_PROVIDED PASSAGE:_

#####

A few months before heading off to graduate school, she was thumbing through an issue of PC Magazine when she spotted an ad for an antivirus company called McAfee Associates. They were looking for salespeople. Something in her head clicked and she started researching the firm. She called them and eventually found herself talking to John McAfee himself. Was he interested in an investment deal? Sorry, he replied; he had just agreed to be purchased by Symantec. Sonja offered him an even better deal, though she had no actual authority to make any such offer. McAfee liked what he heard, and the deal was struck. It brought TA Associates a return on its investment of millions and millions of dollars. 

At Harvard, Sonja built her network, and her network eventually landed her a position at Menlo Ventures in the heart of Silicon Valley in 1994. At 29, she became the youngest general partner in company history. Her track record for picking winners—for helping companies like F5 Networks, Acme Packet, and Q1 Labs take off—made her one of the most successful venture capitalists around. Menlo Ventures gave her their “Investor of the Year” award six times. In 2015, Worth magazine named Sonja to its list of the “100 Most Powerful People in Finance.”

And then life threw her a curveball. In March 2008, Sonja was diagnosed with breast cancer. She also became the mother of an adopted baby girl. On the same day that she finished her second round of chemo, she drove from the hospital where she was being treated to another where her new infant was about to be born. 

“That was when the lightbulb went on in my head,” says Sonja. “Having breast cancer and becoming a mom makes you very much a woman. And things got really hard for a while. I realized I had healthcare, a secure job waiting and people who loved me. And I thought: What must it be like for women with much less?” 

Sonja became, in her words, “a feminist overnight.” After 22 years at Menlo Ventures, she stepped away in 2016 to start her own company—the Perkins Fund. The mission of The Perkins Fund is “investing in people and companies that matter,” according to the web site. More than half of the company founders that the fund invests in are women, compared to an industry average of 2%. Black women business owners represent 12% of the portfolio. (The industry average is 0.27%.)

#####

_TASKS FOR THIS EXERCISE:_
1 > In the passage about Sonja's career, how many times did Menlo Ventures give her its "Investor of the Year" award?
2 > Write what comes next in the passage about Sonja's career, starting after its final sentence.

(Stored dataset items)
#####

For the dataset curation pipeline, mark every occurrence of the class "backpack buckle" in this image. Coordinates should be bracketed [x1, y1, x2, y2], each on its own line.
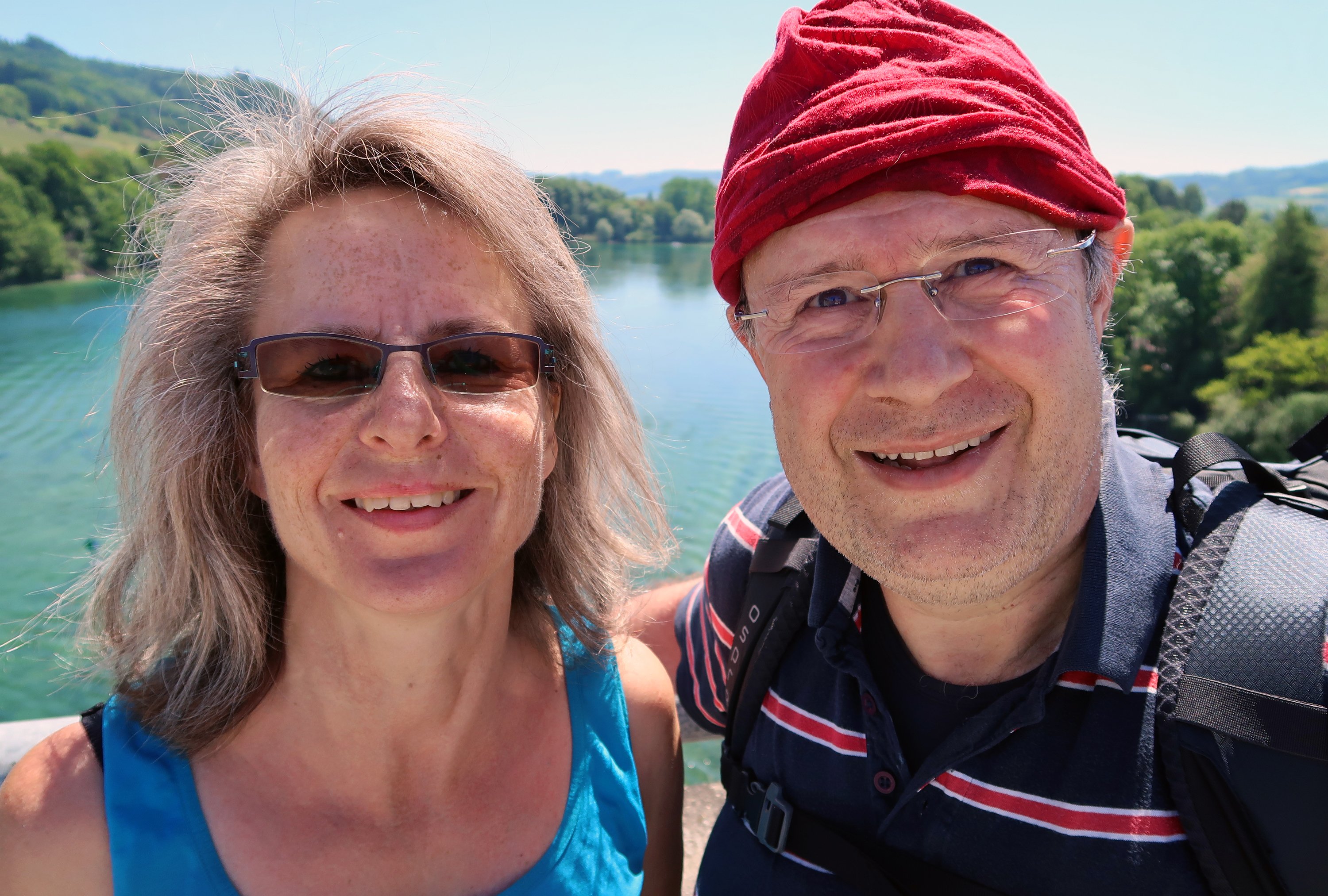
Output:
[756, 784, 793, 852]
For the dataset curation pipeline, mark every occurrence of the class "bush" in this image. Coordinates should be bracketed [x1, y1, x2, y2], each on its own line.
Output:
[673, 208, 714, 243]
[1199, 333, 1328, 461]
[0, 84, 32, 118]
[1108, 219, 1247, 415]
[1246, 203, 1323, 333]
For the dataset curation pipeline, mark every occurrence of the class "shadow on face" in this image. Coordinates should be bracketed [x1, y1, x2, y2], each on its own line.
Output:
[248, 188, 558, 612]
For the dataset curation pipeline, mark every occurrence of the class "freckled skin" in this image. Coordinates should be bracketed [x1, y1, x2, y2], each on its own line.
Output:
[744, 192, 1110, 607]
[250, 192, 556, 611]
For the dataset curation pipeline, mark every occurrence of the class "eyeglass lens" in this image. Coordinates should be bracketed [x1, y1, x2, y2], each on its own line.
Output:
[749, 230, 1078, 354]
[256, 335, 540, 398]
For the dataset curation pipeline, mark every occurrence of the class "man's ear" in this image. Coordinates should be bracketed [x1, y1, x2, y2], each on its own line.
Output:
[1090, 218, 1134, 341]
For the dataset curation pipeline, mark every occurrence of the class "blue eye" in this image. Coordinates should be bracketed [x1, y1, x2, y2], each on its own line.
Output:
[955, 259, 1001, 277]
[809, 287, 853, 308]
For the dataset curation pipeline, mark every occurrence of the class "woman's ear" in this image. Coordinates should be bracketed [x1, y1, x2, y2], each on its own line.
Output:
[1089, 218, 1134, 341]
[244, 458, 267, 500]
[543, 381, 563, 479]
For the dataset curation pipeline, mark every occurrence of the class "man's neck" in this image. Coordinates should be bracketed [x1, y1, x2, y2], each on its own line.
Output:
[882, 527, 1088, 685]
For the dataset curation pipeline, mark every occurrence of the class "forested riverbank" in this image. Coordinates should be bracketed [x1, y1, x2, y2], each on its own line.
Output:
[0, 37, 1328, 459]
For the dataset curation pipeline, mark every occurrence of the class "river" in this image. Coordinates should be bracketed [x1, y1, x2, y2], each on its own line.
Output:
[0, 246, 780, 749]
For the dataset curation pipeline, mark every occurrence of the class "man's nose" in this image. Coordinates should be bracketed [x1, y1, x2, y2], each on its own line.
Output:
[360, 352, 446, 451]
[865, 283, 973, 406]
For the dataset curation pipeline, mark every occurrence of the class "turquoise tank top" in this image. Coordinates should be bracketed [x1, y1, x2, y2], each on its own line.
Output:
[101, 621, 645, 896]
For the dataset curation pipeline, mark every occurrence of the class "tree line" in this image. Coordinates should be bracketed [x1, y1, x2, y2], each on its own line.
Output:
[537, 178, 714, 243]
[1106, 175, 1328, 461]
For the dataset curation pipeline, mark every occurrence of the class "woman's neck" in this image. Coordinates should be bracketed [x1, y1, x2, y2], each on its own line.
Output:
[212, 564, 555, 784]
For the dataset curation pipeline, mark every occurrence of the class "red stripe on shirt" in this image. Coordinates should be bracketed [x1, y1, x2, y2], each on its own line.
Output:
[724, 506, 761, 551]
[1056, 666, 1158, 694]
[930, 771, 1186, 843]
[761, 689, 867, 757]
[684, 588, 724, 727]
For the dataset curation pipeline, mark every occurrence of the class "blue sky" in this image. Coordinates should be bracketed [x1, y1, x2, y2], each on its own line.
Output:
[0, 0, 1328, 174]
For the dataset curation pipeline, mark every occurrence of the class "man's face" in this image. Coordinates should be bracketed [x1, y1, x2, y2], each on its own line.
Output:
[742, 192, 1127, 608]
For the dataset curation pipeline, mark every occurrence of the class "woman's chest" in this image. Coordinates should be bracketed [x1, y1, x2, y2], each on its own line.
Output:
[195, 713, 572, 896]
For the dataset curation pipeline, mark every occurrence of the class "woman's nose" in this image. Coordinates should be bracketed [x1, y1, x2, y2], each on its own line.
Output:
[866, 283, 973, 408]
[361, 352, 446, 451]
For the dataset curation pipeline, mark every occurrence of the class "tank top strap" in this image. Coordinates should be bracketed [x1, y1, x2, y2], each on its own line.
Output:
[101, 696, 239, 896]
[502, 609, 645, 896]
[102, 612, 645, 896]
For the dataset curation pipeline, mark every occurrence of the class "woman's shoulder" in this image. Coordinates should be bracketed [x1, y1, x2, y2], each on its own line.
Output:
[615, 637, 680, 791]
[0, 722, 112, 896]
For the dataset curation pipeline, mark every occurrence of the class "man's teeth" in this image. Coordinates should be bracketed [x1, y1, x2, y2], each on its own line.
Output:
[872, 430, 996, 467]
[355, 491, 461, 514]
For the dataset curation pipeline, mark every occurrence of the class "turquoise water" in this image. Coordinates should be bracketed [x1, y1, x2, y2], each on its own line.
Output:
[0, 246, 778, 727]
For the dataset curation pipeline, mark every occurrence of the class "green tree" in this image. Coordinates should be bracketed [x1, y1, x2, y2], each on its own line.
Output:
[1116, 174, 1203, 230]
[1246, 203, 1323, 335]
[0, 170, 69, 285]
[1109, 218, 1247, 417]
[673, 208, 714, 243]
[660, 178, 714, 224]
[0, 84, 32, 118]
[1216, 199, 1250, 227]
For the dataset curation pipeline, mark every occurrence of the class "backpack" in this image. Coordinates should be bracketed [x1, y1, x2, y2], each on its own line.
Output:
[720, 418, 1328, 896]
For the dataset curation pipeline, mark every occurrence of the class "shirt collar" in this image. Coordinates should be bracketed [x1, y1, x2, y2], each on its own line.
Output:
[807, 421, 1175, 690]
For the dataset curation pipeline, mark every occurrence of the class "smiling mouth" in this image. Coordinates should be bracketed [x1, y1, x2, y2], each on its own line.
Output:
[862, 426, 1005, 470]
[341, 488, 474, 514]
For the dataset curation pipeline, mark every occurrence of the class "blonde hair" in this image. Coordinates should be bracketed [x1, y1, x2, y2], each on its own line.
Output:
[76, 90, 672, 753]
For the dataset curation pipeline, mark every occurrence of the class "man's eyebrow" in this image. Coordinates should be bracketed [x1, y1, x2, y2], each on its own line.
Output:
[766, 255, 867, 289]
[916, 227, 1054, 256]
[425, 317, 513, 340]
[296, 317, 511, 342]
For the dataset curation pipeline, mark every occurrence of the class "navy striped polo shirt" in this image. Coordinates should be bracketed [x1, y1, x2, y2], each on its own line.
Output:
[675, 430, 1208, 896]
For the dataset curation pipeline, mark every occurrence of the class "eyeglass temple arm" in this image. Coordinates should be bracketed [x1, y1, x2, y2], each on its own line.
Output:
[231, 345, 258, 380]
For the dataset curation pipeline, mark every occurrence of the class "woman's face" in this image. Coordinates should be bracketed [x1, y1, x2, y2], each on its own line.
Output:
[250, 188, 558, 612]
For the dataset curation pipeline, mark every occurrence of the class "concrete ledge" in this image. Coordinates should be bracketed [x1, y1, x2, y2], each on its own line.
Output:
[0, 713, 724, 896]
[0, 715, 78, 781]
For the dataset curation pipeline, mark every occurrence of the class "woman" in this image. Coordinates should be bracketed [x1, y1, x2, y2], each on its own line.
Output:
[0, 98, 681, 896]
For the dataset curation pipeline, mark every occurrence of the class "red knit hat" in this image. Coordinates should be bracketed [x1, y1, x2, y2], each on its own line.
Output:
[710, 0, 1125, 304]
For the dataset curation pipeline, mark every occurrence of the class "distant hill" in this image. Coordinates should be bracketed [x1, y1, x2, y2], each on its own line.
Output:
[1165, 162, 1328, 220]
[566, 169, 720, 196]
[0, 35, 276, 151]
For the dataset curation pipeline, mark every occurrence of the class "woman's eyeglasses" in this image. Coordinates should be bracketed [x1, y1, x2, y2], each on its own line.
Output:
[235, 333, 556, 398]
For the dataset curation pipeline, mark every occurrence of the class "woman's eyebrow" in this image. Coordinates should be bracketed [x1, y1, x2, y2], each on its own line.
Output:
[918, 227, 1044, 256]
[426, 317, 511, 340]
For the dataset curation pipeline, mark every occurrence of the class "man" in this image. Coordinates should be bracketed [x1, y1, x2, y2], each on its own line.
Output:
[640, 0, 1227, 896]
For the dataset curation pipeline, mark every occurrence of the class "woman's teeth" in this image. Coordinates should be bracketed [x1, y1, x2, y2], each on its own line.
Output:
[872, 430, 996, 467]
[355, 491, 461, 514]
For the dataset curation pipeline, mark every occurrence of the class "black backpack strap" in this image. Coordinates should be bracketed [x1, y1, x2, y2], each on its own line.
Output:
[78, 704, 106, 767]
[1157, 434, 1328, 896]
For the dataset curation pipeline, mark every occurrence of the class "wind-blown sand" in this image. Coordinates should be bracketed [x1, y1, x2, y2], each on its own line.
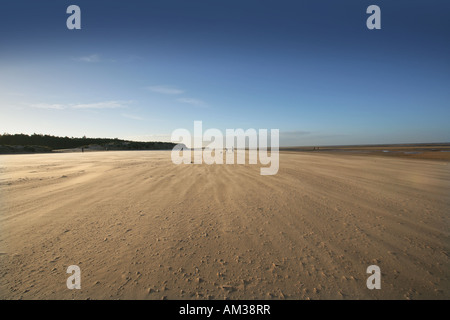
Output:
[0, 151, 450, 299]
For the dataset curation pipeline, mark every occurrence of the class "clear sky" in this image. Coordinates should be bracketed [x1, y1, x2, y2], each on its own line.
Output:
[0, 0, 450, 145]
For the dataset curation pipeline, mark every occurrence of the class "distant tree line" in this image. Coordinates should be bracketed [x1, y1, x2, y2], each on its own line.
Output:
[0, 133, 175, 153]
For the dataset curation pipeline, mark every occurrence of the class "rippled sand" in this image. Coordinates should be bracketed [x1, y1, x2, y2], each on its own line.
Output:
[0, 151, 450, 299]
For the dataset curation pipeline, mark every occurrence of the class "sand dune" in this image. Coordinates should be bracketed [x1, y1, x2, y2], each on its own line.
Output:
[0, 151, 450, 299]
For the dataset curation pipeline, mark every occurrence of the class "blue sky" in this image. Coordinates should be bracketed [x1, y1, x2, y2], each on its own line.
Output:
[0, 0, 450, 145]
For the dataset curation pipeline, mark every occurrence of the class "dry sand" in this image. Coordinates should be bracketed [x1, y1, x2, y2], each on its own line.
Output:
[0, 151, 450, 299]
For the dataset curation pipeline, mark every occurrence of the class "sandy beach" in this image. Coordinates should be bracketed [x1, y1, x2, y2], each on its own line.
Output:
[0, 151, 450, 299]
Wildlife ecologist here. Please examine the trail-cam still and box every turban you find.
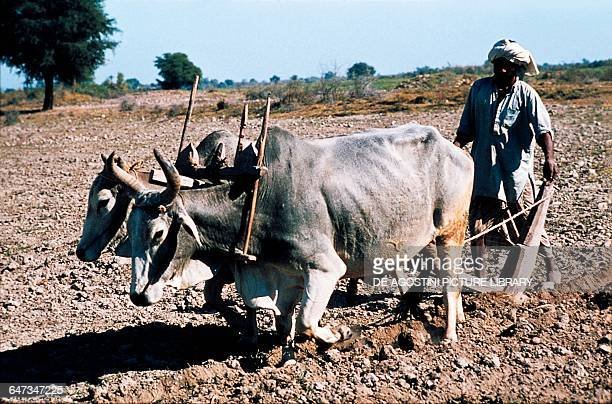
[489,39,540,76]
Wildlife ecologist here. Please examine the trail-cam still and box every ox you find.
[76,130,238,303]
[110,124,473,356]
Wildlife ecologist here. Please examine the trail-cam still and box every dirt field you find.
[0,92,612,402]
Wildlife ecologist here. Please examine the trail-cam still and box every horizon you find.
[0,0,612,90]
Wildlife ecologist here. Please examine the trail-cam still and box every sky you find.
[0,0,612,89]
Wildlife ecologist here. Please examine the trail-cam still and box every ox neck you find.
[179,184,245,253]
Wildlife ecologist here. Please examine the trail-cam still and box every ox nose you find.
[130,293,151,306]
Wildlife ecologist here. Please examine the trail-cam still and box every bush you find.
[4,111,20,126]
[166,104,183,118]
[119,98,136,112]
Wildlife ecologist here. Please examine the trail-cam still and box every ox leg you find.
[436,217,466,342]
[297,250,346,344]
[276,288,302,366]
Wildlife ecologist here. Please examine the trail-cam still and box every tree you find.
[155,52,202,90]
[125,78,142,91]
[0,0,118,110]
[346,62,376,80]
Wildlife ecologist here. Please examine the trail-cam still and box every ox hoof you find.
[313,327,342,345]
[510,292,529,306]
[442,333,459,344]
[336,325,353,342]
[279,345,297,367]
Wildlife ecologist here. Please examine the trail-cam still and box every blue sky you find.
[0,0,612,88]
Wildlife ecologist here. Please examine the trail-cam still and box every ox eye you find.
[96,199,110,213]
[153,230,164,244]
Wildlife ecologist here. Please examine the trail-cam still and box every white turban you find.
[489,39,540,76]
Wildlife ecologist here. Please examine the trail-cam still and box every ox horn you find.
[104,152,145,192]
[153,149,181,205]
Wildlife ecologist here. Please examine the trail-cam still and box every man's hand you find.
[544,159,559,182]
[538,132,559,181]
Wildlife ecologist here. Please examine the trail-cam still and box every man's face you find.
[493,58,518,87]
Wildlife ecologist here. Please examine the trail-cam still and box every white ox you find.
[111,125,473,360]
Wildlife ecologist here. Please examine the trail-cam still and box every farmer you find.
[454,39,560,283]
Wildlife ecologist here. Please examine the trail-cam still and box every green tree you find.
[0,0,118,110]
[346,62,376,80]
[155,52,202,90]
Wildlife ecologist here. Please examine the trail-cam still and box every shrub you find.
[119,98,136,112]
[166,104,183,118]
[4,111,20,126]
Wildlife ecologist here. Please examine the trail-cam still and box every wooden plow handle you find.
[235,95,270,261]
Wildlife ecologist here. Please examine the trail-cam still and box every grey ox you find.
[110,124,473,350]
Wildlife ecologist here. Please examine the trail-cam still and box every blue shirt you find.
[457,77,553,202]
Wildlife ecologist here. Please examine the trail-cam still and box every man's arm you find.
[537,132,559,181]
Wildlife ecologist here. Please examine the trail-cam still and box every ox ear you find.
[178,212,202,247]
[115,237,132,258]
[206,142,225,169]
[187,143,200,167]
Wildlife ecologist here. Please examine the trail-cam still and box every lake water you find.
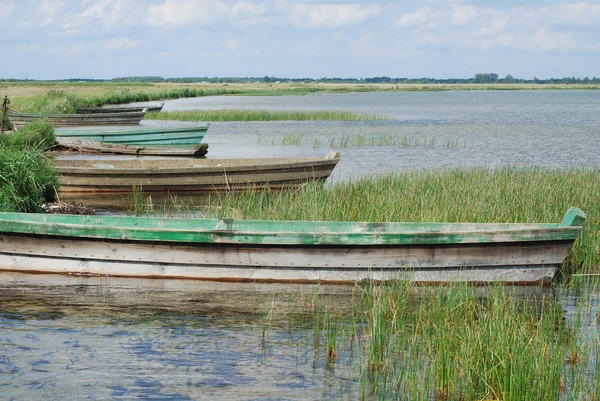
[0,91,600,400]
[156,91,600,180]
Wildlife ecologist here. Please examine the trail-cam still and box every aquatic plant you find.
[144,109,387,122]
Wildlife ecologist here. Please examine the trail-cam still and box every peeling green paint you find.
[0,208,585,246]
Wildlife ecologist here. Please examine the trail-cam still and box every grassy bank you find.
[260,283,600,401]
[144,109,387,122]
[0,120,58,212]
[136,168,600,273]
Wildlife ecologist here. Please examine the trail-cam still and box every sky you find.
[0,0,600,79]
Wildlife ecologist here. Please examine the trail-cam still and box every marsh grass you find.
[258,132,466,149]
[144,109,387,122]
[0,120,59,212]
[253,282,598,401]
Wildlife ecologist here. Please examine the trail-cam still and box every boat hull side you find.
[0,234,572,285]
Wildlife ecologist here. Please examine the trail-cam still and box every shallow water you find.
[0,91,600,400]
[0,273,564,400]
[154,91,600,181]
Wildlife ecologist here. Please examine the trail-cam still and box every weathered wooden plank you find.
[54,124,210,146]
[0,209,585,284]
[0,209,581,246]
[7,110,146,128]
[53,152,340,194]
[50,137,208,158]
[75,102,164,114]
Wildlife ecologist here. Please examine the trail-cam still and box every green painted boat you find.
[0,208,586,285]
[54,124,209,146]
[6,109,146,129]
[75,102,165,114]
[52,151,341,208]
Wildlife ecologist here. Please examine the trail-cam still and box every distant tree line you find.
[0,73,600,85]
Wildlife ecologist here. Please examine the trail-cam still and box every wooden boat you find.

#####

_EXPECTED RESPONSES:_
1 > Six times.

2 >
Sonja also founded Broadway Angels. Broadway Angels is a woman-run angel investor group that seeks strong returns while also inspiring women to become venture capitalists and entrepreneurs. Over 60 women are now members, sharing deals and due diligence but investing their own funds. “We’re friends, but most important, we have purpose,” says Sonja.

There was one more group Sonja wanted to support—teenage girls. In the same year that she started Broadway Angels, Sonja founded Project Glimmer. Project Glimmer is about building the self-confidence of adolescent girls growing up in poverty. Such girls don’t always make good decisions because they haven’t imagined a future that holds possibilities for them. Project Glimmer’s mission: To inspire every girl to envision and realize her empowered future.

“Not everyone is lucky enough to have parents like I had, who believe in you,” says Sonja. “Self-esteem starts when you’re young, and part of self-esteem is feeling loved and valued.” Begun as a single holiday gift drive, Project Glimmer and its partners have now reached more than 700,000 girls across the U.S. to provide role models, mentoring, gifts, career coaching, and more. 

The woman who today can move millions of dollars at will remembers the teenager who got her first job at age 14 and couldn’t make the basketball, volleyball, or field hockey teams. 

“You know, I would tell that younger version of myself not to worry—that things always happen the way they should,” says Sonja. “If you look at what goes wrong, you can learn so much from it. Like having cancer and a baby at the same time. It was the catalyst for me to change my life. Without that experience I would still be working at my old job, which would’ve been satisfying. But this life, helping women and girls? This life is a lot more satisfying.”